═══ Records

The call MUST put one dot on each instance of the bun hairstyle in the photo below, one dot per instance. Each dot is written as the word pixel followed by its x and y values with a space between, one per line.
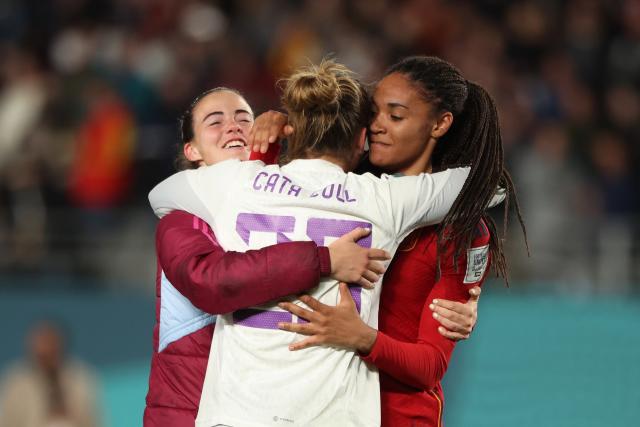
pixel 185 127
pixel 327 106
pixel 473 140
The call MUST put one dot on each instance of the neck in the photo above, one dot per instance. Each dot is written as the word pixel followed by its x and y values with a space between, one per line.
pixel 423 163
pixel 336 161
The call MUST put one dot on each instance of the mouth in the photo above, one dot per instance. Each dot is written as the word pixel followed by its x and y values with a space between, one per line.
pixel 234 144
pixel 378 144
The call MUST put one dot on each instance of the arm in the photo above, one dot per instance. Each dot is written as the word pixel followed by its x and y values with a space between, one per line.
pixel 419 364
pixel 219 282
pixel 187 190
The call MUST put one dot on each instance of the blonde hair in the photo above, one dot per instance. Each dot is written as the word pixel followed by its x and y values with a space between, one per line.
pixel 327 107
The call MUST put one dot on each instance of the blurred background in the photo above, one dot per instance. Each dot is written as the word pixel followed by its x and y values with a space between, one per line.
pixel 90 92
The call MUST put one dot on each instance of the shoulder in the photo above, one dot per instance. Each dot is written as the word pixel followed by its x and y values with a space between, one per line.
pixel 482 235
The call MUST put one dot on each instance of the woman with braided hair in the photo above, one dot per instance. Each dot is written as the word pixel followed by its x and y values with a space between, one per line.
pixel 426 118
pixel 252 378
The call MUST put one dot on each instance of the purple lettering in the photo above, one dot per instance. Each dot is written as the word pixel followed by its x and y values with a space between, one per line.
pixel 246 223
pixel 346 194
pixel 271 182
pixel 338 193
pixel 286 181
pixel 295 190
pixel 255 181
pixel 327 194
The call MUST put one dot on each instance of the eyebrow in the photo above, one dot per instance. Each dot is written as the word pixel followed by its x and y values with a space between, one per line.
pixel 396 104
pixel 220 113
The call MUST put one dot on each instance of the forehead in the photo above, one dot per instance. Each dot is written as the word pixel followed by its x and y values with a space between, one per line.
pixel 396 88
pixel 224 101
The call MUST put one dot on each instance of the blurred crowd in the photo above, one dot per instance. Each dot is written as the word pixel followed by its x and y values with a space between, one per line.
pixel 90 91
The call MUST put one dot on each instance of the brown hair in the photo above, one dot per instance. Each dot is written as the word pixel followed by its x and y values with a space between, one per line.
pixel 473 140
pixel 327 107
pixel 185 127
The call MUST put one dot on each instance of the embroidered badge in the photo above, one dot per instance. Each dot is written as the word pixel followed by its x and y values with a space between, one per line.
pixel 477 261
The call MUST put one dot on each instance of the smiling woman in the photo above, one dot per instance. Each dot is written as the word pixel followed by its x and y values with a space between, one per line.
pixel 214 128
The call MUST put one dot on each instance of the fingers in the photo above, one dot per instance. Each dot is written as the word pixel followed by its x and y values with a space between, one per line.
pixel 298 328
pixel 362 282
pixel 370 276
pixel 455 336
pixel 458 307
pixel 297 310
pixel 305 343
pixel 376 267
pixel 356 234
pixel 475 293
pixel 379 254
pixel 288 130
pixel 314 304
pixel 345 295
pixel 460 324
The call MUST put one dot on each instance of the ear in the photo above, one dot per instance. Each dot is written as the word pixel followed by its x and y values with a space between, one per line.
pixel 442 125
pixel 361 139
pixel 191 152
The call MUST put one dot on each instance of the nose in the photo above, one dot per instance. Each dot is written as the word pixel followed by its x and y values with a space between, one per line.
pixel 376 126
pixel 234 127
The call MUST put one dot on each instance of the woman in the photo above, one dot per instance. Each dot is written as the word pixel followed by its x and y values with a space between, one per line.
pixel 196 278
pixel 251 379
pixel 427 117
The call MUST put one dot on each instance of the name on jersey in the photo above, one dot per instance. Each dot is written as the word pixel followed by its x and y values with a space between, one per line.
pixel 280 184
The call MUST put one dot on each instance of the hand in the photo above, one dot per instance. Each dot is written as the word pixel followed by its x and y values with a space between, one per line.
pixel 339 326
pixel 268 128
pixel 457 319
pixel 352 263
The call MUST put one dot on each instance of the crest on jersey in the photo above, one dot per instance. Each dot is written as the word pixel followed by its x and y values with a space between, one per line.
pixel 477 261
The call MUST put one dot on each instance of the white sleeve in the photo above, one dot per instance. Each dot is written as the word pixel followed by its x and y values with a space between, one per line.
pixel 417 201
pixel 200 191
pixel 177 193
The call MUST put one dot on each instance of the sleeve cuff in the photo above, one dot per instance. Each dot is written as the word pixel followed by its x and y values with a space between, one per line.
pixel 375 350
pixel 325 261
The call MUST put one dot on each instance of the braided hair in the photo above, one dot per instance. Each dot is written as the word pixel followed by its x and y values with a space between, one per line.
pixel 473 140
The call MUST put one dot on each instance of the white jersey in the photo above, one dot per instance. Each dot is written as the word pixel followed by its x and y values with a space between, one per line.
pixel 252 378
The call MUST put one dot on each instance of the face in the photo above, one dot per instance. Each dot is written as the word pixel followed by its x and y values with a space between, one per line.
pixel 221 123
pixel 400 134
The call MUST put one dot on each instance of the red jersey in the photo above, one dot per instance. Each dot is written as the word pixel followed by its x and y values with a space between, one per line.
pixel 409 351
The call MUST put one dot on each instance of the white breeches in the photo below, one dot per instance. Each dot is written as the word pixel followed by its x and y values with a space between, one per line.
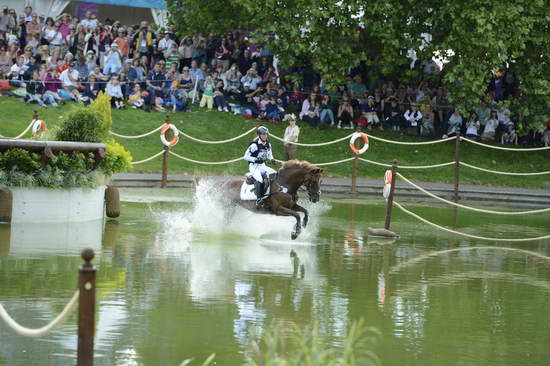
pixel 258 169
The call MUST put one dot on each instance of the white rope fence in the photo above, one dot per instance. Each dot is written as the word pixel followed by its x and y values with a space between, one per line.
pixel 137 136
pixel 313 145
pixel 500 172
pixel 220 141
pixel 39 332
pixel 466 234
pixel 148 159
pixel 411 143
pixel 206 162
pixel 469 207
pixel 408 166
pixel 504 148
pixel 22 133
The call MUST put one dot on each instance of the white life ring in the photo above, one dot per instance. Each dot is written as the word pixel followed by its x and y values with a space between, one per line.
pixel 164 129
pixel 38 126
pixel 388 178
pixel 354 137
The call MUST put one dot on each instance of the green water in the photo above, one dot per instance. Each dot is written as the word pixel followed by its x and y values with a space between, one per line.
pixel 175 283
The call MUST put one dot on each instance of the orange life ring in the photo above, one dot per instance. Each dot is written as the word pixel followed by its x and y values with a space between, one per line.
pixel 38 126
pixel 354 137
pixel 388 178
pixel 164 129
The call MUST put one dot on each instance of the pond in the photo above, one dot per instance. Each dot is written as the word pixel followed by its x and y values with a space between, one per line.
pixel 176 282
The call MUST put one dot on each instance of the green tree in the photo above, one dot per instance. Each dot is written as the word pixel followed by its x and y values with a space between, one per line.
pixel 334 35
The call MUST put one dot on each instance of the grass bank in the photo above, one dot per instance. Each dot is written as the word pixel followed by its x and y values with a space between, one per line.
pixel 214 125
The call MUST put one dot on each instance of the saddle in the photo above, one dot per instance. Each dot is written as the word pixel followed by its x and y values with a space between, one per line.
pixel 249 187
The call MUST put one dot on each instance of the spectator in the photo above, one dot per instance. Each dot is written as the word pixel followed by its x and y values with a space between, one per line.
pixel 325 112
pixel 136 98
pixel 472 126
pixel 427 125
pixel 35 90
pixel 113 60
pixel 208 94
pixel 89 21
pixel 369 117
pixel 185 51
pixel 292 132
pixel 510 136
pixel 114 91
pixel 491 124
pixel 345 115
pixel 414 119
pixel 69 80
pixel 392 114
pixel 143 41
pixel 155 83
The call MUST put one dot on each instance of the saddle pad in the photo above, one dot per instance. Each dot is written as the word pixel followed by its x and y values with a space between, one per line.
pixel 247 192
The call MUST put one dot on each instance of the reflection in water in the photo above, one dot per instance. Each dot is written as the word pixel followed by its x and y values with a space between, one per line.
pixel 54 238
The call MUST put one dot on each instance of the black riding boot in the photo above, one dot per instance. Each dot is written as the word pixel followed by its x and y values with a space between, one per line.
pixel 259 189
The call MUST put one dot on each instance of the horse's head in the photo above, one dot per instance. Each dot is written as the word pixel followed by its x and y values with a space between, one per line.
pixel 313 184
pixel 295 174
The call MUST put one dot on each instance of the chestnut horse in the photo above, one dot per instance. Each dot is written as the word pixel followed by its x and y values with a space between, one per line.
pixel 291 176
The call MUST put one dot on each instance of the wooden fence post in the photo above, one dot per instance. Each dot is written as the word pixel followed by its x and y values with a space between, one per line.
pixel 165 159
pixel 457 165
pixel 390 198
pixel 355 167
pixel 164 167
pixel 86 310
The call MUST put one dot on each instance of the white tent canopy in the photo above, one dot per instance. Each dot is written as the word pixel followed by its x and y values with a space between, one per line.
pixel 127 11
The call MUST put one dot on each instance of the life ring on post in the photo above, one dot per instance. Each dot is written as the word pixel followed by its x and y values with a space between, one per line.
pixel 363 137
pixel 388 178
pixel 175 131
pixel 38 126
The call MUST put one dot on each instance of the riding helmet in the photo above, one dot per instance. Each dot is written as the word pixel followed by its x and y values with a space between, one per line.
pixel 261 130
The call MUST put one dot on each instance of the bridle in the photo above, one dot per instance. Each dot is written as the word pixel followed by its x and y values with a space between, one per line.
pixel 309 183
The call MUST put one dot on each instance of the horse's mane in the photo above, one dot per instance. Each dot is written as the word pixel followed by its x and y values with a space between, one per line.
pixel 299 164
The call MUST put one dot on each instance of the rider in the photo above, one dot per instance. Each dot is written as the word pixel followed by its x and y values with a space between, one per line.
pixel 257 153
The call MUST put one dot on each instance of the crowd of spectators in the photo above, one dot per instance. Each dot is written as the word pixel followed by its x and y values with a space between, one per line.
pixel 51 61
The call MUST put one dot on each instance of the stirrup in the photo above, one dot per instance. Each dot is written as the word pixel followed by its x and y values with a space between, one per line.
pixel 259 202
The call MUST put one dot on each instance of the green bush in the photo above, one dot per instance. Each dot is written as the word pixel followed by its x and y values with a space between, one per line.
pixel 116 160
pixel 82 125
pixel 284 346
pixel 20 168
pixel 20 160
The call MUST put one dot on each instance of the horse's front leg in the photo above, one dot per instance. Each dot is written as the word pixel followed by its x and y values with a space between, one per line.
pixel 302 209
pixel 283 211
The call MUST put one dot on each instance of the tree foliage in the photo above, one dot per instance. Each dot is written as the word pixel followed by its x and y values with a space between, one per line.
pixel 335 35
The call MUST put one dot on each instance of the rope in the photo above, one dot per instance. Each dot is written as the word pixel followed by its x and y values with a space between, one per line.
pixel 137 136
pixel 39 332
pixel 465 234
pixel 411 143
pixel 148 159
pixel 504 148
pixel 217 142
pixel 408 166
pixel 205 162
pixel 469 207
pixel 313 145
pixel 502 173
pixel 22 133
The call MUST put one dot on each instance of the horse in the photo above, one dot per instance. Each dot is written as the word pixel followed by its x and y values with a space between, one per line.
pixel 282 202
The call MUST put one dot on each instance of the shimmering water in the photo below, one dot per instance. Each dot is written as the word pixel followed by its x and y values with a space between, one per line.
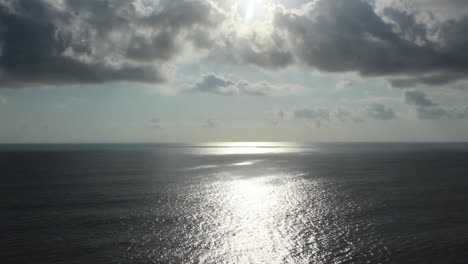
pixel 234 203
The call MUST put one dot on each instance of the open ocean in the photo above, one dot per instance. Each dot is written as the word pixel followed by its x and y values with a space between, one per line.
pixel 234 203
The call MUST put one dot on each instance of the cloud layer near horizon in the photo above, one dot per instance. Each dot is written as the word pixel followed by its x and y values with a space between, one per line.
pixel 47 42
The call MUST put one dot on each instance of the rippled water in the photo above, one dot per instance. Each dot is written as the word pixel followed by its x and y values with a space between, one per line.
pixel 325 203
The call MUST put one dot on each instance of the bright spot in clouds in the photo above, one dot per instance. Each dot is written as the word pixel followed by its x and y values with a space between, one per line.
pixel 250 10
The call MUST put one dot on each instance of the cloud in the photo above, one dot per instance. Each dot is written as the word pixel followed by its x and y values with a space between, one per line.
pixel 427 109
pixel 379 112
pixel 155 123
pixel 3 100
pixel 410 43
pixel 384 40
pixel 418 99
pixel 214 84
pixel 210 123
pixel 372 111
pixel 312 113
pixel 65 42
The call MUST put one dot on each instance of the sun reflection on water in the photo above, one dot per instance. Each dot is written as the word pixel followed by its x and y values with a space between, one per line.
pixel 255 206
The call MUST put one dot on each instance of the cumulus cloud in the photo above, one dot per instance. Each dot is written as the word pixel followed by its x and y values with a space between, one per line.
pixel 210 123
pixel 312 113
pixel 427 109
pixel 214 84
pixel 64 42
pixel 155 123
pixel 342 35
pixel 372 111
pixel 379 112
pixel 411 43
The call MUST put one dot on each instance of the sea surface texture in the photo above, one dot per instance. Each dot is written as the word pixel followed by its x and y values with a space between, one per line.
pixel 234 203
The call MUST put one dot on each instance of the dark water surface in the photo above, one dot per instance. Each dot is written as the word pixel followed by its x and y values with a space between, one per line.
pixel 234 203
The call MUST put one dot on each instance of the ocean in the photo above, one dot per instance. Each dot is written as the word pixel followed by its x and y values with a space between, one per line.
pixel 234 203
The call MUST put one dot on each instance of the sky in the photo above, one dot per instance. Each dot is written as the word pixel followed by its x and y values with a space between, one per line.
pixel 233 70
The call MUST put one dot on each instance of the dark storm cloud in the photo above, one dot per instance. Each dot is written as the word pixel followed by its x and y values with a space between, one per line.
pixel 427 109
pixel 87 41
pixel 45 42
pixel 155 122
pixel 343 35
pixel 214 84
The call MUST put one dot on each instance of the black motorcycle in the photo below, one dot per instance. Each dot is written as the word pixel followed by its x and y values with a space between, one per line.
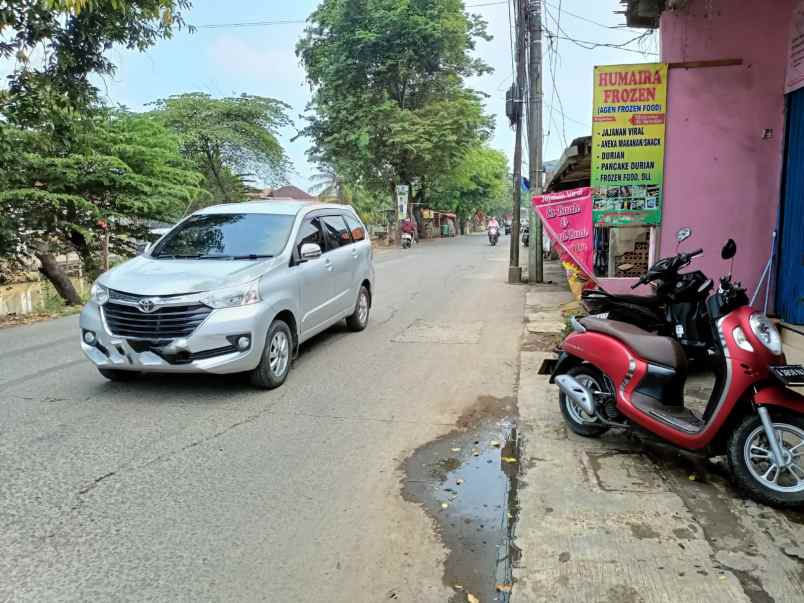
pixel 676 308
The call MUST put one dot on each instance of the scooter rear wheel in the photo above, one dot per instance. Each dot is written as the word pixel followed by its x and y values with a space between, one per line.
pixel 751 461
pixel 577 420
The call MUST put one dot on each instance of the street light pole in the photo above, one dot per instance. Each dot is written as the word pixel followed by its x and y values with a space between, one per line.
pixel 535 253
pixel 514 269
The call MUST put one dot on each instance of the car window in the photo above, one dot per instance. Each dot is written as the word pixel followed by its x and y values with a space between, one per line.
pixel 226 236
pixel 358 232
pixel 336 232
pixel 310 232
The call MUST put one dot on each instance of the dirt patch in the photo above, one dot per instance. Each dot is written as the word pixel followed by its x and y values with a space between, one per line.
pixel 540 342
pixel 467 482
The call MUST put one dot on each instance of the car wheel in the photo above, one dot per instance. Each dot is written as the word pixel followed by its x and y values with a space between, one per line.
pixel 118 375
pixel 277 355
pixel 358 320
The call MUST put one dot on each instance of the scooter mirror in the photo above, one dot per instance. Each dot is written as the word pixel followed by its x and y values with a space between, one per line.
pixel 729 250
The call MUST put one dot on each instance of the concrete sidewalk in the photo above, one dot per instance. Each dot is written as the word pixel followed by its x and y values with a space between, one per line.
pixel 619 520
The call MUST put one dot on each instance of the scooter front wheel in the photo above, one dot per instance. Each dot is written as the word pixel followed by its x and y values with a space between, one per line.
pixel 577 420
pixel 752 462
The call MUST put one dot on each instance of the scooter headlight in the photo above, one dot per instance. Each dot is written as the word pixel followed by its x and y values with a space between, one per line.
pixel 766 332
pixel 741 340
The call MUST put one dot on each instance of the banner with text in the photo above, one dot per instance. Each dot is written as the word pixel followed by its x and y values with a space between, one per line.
pixel 567 216
pixel 628 144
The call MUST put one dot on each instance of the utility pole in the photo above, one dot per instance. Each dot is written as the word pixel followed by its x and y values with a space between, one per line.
pixel 535 253
pixel 516 96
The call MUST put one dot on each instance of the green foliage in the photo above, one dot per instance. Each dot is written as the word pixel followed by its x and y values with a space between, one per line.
pixel 389 100
pixel 122 170
pixel 479 183
pixel 74 35
pixel 229 138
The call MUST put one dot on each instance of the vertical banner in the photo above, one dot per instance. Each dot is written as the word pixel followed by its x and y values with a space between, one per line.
pixel 795 55
pixel 628 144
pixel 567 217
pixel 402 191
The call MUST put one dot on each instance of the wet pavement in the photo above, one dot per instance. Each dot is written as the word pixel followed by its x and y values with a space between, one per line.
pixel 467 482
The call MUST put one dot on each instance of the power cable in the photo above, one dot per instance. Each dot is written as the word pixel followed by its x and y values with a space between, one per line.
pixel 302 21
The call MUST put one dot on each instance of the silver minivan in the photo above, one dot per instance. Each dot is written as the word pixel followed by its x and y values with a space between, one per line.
pixel 232 288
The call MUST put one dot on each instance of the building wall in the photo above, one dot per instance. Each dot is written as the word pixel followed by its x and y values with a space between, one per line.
pixel 721 177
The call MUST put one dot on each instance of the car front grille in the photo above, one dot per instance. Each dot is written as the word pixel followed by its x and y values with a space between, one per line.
pixel 168 322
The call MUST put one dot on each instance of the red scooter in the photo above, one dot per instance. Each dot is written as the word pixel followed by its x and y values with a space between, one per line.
pixel 613 374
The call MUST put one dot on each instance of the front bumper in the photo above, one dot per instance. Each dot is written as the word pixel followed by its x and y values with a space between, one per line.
pixel 207 350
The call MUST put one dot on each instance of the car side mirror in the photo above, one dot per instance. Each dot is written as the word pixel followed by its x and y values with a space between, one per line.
pixel 309 251
pixel 729 250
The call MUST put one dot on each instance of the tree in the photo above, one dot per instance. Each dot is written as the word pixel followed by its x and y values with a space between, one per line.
pixel 479 183
pixel 74 36
pixel 123 170
pixel 229 138
pixel 389 102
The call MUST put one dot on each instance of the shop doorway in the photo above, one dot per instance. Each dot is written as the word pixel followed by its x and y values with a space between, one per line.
pixel 790 279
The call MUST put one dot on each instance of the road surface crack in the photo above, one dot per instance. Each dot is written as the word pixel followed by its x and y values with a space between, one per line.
pixel 95 482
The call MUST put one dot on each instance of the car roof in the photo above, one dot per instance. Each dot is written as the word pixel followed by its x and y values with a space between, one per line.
pixel 285 207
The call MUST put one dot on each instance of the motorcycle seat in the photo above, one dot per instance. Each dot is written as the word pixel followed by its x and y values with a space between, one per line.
pixel 652 348
pixel 639 300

══════

### What you have to do
Everything from the line with "of the road" through the end of the listing, both ends included, needs to be transcribed exactly, with no other lines.

### Written answer
The call MUST put one dot on each instance of the road surface crack in the photo above, one dot per instance. Each dot is written as the word pixel followed by its x and y values with a space between, one per line.
pixel 95 482
The call MUST put one dot on each instance of the car roof in the photo above, one dot per instance. Each dot is written as the word pixel followed by its x and y values with a space between, one per line.
pixel 285 207
The call MUST put one dot on each instance of the motorcycle seat in the photo above, one dot per instance. Each dot is written as the word pixel followed by its x and y values with a space between, one per line.
pixel 652 348
pixel 639 300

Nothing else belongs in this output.